**MATERIALS PROVIDED**
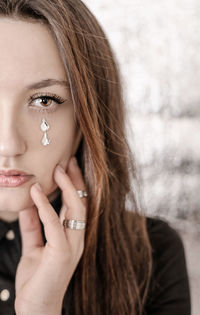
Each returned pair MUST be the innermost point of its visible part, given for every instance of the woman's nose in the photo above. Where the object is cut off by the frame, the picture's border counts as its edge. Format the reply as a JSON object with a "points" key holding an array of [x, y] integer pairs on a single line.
{"points": [[11, 140]]}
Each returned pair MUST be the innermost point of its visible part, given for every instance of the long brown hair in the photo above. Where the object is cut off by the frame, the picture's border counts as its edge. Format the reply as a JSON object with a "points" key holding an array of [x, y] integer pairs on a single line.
{"points": [[113, 274]]}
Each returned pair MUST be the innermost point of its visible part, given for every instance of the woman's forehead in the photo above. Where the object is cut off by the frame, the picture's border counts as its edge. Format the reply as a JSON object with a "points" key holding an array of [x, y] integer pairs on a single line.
{"points": [[26, 49]]}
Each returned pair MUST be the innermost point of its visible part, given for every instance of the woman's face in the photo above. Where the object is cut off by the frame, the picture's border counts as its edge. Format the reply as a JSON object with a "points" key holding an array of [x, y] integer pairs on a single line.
{"points": [[30, 66]]}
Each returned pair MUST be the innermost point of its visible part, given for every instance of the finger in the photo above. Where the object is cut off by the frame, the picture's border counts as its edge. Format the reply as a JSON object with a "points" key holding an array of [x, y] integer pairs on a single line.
{"points": [[69, 192], [75, 208], [74, 172], [76, 177], [52, 227], [30, 229]]}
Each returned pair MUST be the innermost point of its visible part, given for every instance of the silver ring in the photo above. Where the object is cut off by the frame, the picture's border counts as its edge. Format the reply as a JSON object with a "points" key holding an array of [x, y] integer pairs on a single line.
{"points": [[74, 224], [82, 193]]}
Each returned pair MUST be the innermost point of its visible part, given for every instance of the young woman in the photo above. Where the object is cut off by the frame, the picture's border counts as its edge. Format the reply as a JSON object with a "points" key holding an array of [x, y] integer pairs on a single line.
{"points": [[68, 244]]}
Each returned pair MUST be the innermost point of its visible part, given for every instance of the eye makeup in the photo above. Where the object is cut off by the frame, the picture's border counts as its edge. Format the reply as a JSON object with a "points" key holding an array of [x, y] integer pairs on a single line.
{"points": [[45, 102]]}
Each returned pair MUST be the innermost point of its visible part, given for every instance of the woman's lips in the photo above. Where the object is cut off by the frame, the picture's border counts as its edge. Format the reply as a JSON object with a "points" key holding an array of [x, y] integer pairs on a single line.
{"points": [[13, 180]]}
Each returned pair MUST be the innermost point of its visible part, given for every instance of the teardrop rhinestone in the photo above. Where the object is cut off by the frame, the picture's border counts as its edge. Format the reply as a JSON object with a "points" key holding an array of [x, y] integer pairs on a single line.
{"points": [[45, 140], [44, 125]]}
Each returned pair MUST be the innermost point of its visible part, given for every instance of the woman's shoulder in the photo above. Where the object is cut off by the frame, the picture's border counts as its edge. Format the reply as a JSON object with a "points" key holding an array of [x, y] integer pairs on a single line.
{"points": [[169, 286], [161, 233], [169, 289]]}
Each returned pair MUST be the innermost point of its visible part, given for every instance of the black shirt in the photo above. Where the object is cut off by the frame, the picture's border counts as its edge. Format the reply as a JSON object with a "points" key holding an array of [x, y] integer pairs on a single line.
{"points": [[169, 290]]}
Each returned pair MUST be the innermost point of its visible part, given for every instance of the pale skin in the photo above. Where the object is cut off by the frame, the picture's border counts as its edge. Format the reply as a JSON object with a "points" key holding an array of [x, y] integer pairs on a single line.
{"points": [[28, 54]]}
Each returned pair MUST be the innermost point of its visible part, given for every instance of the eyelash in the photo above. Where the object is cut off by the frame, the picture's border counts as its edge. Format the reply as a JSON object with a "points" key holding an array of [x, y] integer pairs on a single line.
{"points": [[48, 96]]}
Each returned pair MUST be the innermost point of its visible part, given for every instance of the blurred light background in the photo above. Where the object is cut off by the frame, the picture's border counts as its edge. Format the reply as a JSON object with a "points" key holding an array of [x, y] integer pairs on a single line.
{"points": [[157, 45]]}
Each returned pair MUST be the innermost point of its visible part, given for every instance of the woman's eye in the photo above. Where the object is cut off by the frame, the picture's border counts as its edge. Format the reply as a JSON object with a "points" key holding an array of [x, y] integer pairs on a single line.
{"points": [[45, 101]]}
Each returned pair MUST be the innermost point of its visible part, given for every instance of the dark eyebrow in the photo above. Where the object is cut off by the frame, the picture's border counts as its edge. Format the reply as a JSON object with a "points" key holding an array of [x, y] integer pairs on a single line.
{"points": [[47, 82]]}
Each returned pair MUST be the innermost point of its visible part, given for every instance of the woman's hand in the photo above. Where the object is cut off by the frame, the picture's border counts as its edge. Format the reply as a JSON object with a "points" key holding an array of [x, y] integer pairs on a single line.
{"points": [[44, 271]]}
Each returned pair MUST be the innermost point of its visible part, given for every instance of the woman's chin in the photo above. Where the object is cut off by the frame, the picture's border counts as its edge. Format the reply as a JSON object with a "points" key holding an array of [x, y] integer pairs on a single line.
{"points": [[15, 200]]}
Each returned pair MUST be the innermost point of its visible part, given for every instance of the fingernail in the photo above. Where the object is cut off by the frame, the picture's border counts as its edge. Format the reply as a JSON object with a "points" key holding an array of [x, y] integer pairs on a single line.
{"points": [[38, 187], [60, 169], [74, 161]]}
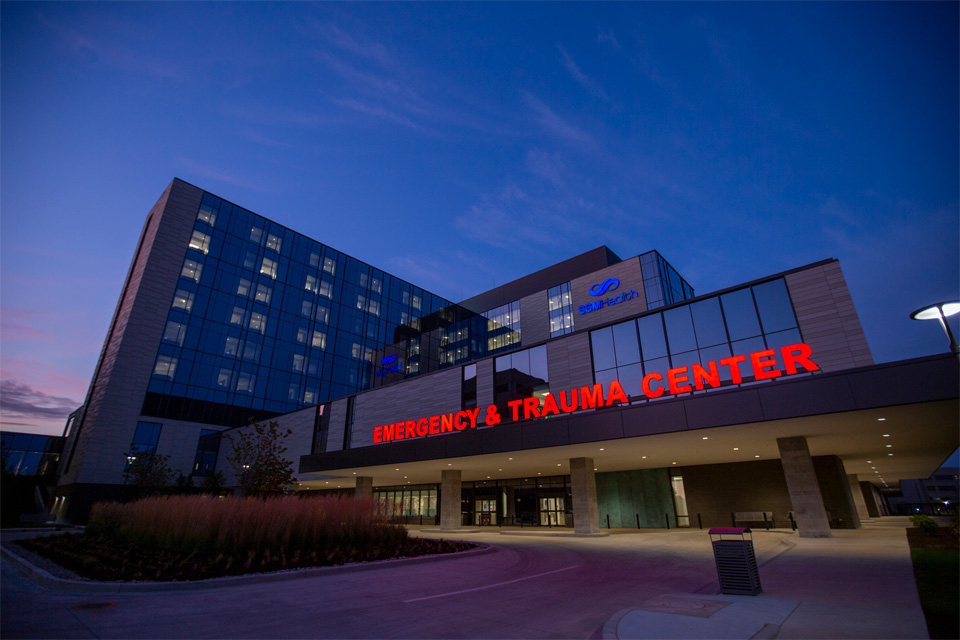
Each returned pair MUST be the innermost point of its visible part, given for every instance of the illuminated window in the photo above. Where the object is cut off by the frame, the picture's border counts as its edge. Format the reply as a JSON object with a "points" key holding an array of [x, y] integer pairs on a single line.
{"points": [[206, 214], [269, 267], [329, 265], [561, 310], [273, 242], [191, 269], [319, 340], [183, 299], [200, 241], [165, 367], [326, 289]]}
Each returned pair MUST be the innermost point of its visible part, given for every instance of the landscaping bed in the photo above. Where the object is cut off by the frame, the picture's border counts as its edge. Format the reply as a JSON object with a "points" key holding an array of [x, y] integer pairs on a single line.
{"points": [[199, 537], [936, 567], [101, 560]]}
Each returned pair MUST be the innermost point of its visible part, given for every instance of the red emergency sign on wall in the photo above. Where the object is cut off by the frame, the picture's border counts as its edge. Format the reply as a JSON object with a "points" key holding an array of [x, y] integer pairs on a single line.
{"points": [[764, 364]]}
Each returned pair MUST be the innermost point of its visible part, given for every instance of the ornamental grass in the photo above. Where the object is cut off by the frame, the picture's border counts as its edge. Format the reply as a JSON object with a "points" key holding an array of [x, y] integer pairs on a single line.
{"points": [[230, 526]]}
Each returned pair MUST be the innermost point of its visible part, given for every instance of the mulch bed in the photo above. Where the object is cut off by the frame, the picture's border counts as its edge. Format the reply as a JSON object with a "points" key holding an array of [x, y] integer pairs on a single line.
{"points": [[946, 538], [97, 559]]}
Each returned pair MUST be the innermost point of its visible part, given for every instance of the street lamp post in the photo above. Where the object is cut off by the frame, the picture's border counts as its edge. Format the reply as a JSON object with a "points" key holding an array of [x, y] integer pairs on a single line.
{"points": [[941, 311]]}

**AIM OF THE TASK**
Everything in the listing above must be restated word for word, except the images.

**RESPONSE TO THIS TASK**
Each returned pair MUST be the innermost point of its visible part, given for every instance of the woman's nose in the photo above. Where the object is cut off by the frame, the picture's border counts as its edge. Format the reply as a JSON object with a "points" key holding an array of [x, y] integer pairs on a single line.
{"points": [[11, 140]]}
Each returned pair MUST be the innermost point of its visible part, given for every instance of the long brown hair in the photo above. Where the object is cut off by the frame, the picture's border counts as its edge. Format the reply as a JSON object with a "points" key holding an array of [x, y] integer pairs on a single line.
{"points": [[113, 274]]}
Each returned pair MUST be the innermost point of its visible part, given for every instance of the woman's forehead in the photo above. Where the object is cut off by the frame, the picture's border counts as its edge. Format the reply as a JSON object with a "points" key holding an array of [x, y] integer pairs on a single line.
{"points": [[26, 49]]}
Each returned pair MUST be the innermost point of its visible part, given for every instance of the woman's face in the photo above. Where the object is cut off by the frame, the picture's border counts as its edge. Format the reply as a JSON object with a "points" key holding an array of [x, y] integer pairs on a single line.
{"points": [[30, 66]]}
Each returned pair MUST be the innermost point of its visible part, given for every instance of the finger in the photo above. Where the object is cut off by the frame, the picture's border counts as its edge. Format the reply as a JSON object with a "points" key holding an array of [x, y] integer pairs on a single line.
{"points": [[69, 192], [75, 208], [74, 172], [76, 177], [52, 227], [30, 229]]}
Each returned pair MUST be the innermost point of its visible part, given for every instance of the silver ring in the photo above. Where the object is cut off by the frame, the picture's border counts as its edge. Format the reply as a JSON object with a "points" key holding an array of [x, y] integer pairs on a single line.
{"points": [[74, 224], [82, 193]]}
Each returned pair MUST be the innermost point of its visible part, given for every instance of the young woman in the photo above. Where the object is cut off by the frame, the picture's border counts as its edge. Format the reply as a JSON object with a "points" key holding an array of [x, y] integer pairs on a single line.
{"points": [[68, 244]]}
Each returned pair MUST be the innermost point of its visible part, given for every instance of the eye makeup in the photo above. Where the object is cut off by the frame, the picture's border counts as its edge. Format the reply as a JSON object with a "points" key holding an array of [x, y] integer pairs on a single line.
{"points": [[45, 102]]}
Each returned pair MUST be the innermost point of its visible part, given for every instance of the woman's lips in the photo above. Where the object is cut off by the frame, the picture's border counts as its edge. Format the reply as a JSON object with a "points" key holding an array of [x, y] integer pairs on a single line.
{"points": [[13, 180]]}
Each returned pair MUST be the innermost point of its visible part, given for every instance of the teardrop rhinestone in the photo above. Where the object is cut off by the frame, the picture's border counts as its edge. Format the reply as a JSON object with a "points" key holding an array of [x, y] integer pairs on a single line.
{"points": [[45, 140], [44, 125]]}
Each returned pair MUST be the innermost point of its visible part, given for every instance of the woman's shoulder in the photo above. Where the object is cut off by the frame, the picture's border counts as its edge. Format the reply as a JSON object with a "points" key holding an array of [x, y] integer pairs on a single line.
{"points": [[169, 286], [161, 233], [169, 289]]}
Each returned pair MUST be the innermost point of its visible part, given for every instance of the black shirt in the photo above. Where the object is cut off by the frame, the picture's border counts as its edge. Format the reply as a JSON object with a "points" key holding an array of [x, y] integer pairs on a single line.
{"points": [[169, 290]]}
Each returned pair MUST be the innermost point of its visible part, given for every instance of the pale skin in the photo above. Where the object is cut off by the frame, the picture's border counts as its edge. Format the reply as a JSON object with a "points" key holding an array of [x, y] integer pairs on a single line.
{"points": [[28, 54]]}
Each returned pair MUST be the innermost point of its visible part, given for every instance of the eyelash in the photo above. Where the object is cut off by the frame, the picture's border counts as its edge. Format the reply as a JSON object with a "points" key holding an array of [x, y] integer pairs on a single line.
{"points": [[48, 96]]}
Each returned pair MUST be the innermost point of its visible part, given for every instance of the blurred light background in the photo above. Where the object is cut off by the frame, the picture's border counts as its edge. Format the reply as a JSON object with a "points" key holding an array of [x, y] integer pairs on a single line.
{"points": [[157, 45]]}
Each returned pair MUST be the innermost point of its visible part, given for every instance of the woman's eye in the photo above. Where the object is cut off by the frame, the picture's border counts as its edge. Format the reply as a JSON object with a "points" key holding an array of [x, y] integer pairs on a single line.
{"points": [[45, 101]]}
Each returned pair MUST be the innermost point of its visible part, given for every instance of the dark eyebrow in the photo above. Where the object is cut off by the frame, the picture's border counts as its edge. Format the reply as a JSON object with a "points" key holding an array of [x, y] integer pairs on a single line.
{"points": [[47, 82]]}
Each returned pair MUST be the innermost point of its visible part, given for every instance of the woman's hand in the photo above. Where the object is cut off by the frame, the picture's border counts as its edge. Format the reply as a JSON object with a "points" key holding an array of [x, y] integer pairs on a single line.
{"points": [[44, 271]]}
Each returned pair MUST be the innermost point of its visible part, given for every instance of the woman's chin in the photo above. Where the object is cut off by the frame, the picture's border counts as its edge. Format the reply as a JSON object with a "points" key holding an array of [x, y] integer pairs on a single line.
{"points": [[15, 200]]}
Each returned pair MUST be the innermost point of its visible part, given for every instance of the fingernail in the photo above. Where the object is cut off by the frame, the picture's border counts as its edge. Format the reply as a JSON object with a "points" key holding an array of [x, y] integer pairs on a single line.
{"points": [[38, 187], [60, 169], [74, 161]]}
Each returned pair MUST be the innermost point of its visible part, given for every instance of the illuminated window in the photo above. Where the object is cut off by the frame, the picture's border counts as its edge. Format the reply as a JSON object with a "points" key holding an array of [x, y] integer pairs on a single line.
{"points": [[206, 214], [269, 267], [329, 265], [561, 310], [273, 242], [191, 269], [319, 340], [183, 299], [200, 241], [165, 367], [326, 289]]}
Each returned pair MUST be the innermost point of its visible part, given for every instance of the landscaping bed in the photo above. Where the object is cut off by the frame, the picture's border counts as its edge. Format the reply as a JSON object with a "points" key holding an array of [x, y] integer pairs on a single line.
{"points": [[199, 537], [936, 567], [101, 560]]}
Each returned pair MUST be the innermost point of its visible part, given for every instance of the red emergency sign on wall in the photo above. Where the object is cut off by the frame, the picture's border counts as its edge. Format the reply as a JSON object with a "points" key holding an array of [x, y] integer pairs on a single line.
{"points": [[764, 364]]}
Each returned pair MUST be the innermost point of its visible part, given for every instance of the ornamental grass in the photo above. Where the object is cut off by the frame, the picture's border counts as its edge. Format the reply as a JSON object with a "points" key holding an array of [x, y] integer pairs on a single line.
{"points": [[230, 526]]}
Each returned pair MUST be the innermost point of its visible part, given for every instance of the mulch bed in the photo above. Where the object is cut off by the frame, the picture's border counts as its edge. Format the reply as a JSON object with a "points" key holding an array of [x, y] integer pairs on a single line.
{"points": [[946, 538], [97, 559]]}
Each returned pair MUST be the innermost point of its visible part, given for every instance of the street lamp post in the photo above. Where the object is cut off by the frame, the picture's border counts as its edge. Format the reply as a JSON object with a "points" key holding an array of [x, y] integer pairs on a single line.
{"points": [[941, 311]]}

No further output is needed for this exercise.